Set task:
Render the data as a Markdown table with the columns "Row" and "Line," beginning at the first line of the data and continuing through the line containing "(1172, 625)", both included. Omit any blank lines.

[Excerpt from a dataset]
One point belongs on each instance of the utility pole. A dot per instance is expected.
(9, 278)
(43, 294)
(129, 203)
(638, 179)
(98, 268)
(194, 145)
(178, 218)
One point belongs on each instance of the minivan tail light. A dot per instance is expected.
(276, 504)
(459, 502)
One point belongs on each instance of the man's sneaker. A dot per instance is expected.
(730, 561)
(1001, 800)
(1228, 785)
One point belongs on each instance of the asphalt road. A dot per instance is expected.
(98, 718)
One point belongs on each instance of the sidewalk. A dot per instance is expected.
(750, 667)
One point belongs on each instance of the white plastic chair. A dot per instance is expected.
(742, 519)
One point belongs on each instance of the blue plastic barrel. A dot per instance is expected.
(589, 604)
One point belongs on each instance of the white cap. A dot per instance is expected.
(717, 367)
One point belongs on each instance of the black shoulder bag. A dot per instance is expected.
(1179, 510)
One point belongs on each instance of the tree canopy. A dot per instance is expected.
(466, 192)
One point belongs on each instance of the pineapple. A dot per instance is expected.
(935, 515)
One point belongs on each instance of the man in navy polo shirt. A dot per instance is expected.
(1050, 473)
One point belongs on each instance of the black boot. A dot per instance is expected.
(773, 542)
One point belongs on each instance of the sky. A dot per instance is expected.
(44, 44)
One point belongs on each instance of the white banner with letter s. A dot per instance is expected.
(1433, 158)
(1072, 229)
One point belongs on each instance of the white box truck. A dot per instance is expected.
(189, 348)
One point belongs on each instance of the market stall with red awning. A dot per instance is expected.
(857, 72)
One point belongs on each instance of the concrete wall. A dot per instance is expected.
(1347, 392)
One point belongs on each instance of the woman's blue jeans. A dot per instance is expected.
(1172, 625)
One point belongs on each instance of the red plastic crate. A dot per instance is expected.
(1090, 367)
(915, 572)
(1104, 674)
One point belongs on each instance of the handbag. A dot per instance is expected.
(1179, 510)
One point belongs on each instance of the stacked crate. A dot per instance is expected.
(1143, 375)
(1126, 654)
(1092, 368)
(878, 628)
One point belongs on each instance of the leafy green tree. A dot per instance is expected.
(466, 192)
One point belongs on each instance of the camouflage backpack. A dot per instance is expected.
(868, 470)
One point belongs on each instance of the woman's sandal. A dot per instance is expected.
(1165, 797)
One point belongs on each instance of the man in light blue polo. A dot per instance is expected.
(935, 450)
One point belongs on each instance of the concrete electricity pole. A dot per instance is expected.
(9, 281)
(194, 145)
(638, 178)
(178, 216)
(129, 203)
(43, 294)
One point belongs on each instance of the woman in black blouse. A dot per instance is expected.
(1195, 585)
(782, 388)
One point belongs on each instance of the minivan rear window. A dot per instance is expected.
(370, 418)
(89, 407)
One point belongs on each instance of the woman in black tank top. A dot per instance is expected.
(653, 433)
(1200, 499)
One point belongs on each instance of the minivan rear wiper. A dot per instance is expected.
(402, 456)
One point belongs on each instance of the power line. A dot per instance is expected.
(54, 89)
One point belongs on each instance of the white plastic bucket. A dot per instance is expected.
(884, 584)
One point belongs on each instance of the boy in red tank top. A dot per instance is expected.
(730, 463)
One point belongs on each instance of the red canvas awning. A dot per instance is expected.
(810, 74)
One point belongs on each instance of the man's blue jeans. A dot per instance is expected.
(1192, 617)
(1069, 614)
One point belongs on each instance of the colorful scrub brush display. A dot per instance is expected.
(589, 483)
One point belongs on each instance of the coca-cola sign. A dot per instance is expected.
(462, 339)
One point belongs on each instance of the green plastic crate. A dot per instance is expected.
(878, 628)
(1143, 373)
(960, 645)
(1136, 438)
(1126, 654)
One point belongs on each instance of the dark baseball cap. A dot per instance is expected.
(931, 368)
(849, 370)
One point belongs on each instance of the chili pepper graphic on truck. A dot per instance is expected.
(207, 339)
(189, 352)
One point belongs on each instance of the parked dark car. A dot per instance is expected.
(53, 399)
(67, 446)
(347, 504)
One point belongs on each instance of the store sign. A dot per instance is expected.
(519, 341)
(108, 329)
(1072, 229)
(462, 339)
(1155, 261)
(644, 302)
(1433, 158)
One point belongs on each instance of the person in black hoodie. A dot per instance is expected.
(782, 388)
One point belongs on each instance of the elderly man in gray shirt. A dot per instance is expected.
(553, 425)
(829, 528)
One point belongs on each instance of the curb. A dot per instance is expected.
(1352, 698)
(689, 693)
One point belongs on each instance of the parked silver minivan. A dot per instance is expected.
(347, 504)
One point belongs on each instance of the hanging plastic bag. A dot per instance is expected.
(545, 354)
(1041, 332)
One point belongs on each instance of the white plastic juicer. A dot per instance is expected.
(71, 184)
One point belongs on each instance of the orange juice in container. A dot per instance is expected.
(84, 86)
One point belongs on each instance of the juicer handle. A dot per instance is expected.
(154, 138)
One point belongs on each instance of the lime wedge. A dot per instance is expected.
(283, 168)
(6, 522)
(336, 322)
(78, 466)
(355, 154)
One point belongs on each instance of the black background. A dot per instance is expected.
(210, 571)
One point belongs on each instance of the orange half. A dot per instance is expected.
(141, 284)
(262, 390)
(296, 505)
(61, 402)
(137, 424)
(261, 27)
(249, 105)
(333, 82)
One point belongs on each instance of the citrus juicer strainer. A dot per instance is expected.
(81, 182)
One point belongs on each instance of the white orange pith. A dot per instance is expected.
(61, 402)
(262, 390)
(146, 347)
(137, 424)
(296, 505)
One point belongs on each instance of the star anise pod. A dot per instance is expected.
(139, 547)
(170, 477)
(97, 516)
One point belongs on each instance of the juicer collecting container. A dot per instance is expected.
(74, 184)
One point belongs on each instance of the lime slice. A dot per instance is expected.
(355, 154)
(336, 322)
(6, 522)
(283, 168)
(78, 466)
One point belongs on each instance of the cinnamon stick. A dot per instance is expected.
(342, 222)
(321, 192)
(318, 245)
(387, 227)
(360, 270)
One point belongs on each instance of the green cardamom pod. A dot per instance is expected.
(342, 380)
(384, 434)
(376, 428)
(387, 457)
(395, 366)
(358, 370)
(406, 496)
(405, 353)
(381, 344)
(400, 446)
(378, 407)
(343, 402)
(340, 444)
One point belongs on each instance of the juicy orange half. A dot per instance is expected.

Output of the exercise:
| Row | Line |
|---|---|
| 1 | One point belongs on each instance of the utility pole. A dot per instance is expected. |
| 2 | (9, 278) |
| 3 | (43, 294) |
| 4 | (129, 203) |
| 5 | (638, 179) |
| 6 | (98, 268) |
| 7 | (194, 145) |
| 8 | (178, 218) |
| 9 | One point belongs on each instance of the minivan tail light. A dot per instance is expected. |
| 10 | (276, 504) |
| 11 | (459, 502) |
| 12 | One point belongs on each instance of the man's sneaker. A dot per instance is expected. |
| 13 | (730, 561) |
| 14 | (1001, 800) |
| 15 | (1228, 785) |
| 16 | One point belongs on each instance of the asphalt road. A dot per instance is expected. |
| 17 | (98, 718) |
| 18 | One point belongs on each instance of the sidewalk. A dot per instance is expected. |
| 19 | (750, 667) |
| 20 | One point belongs on each instance of the white plastic chair. A dot per instance is expected. |
| 21 | (742, 519) |
| 22 | One point belongs on each instance of the blue plastic barrel. A dot per instance is expected. |
| 23 | (589, 604) |
| 24 | One point belongs on each instance of the white cap. A dot per instance is expected. |
| 25 | (717, 367) |
| 26 | One point belongs on each instance of the black shoulder bag. A dot per instance is expected. |
| 27 | (1179, 510) |
| 28 | One point belongs on each instance of the tree canopy. A dot per instance is expected. |
| 29 | (466, 192) |
| 30 | One point belongs on each instance of the pineapple. A dot per instance is expected. |
| 31 | (935, 515) |
| 32 | One point belongs on each instance of the man in navy polo shirt. A dot per instance is expected. |
| 33 | (1050, 473) |
| 34 | One point belongs on each instance of the black boot. A dot per instance is expected. |
| 35 | (773, 542) |
| 36 | One point belongs on each instance of the sky. A dot per instance is expected. |
| 37 | (44, 44) |
| 38 | One point belongs on each instance of the white banner with letter s. A dot per instance is expected. |
| 39 | (1433, 158) |
| 40 | (1072, 229) |
| 41 | One point belongs on each instance of the white box truck. A dot per instance is expected. |
| 42 | (189, 348) |
| 43 | One point belongs on each instance of the market stall with red awning. A dot per instance is expected. |
| 44 | (857, 72) |
| 45 | One point belongs on each instance of the concrete wall. A dot per instance is expected. |
| 46 | (1347, 392) |
| 47 | One point belongs on each instance of the woman's blue jeans. A dot per instance is expected. |
| 48 | (1172, 625) |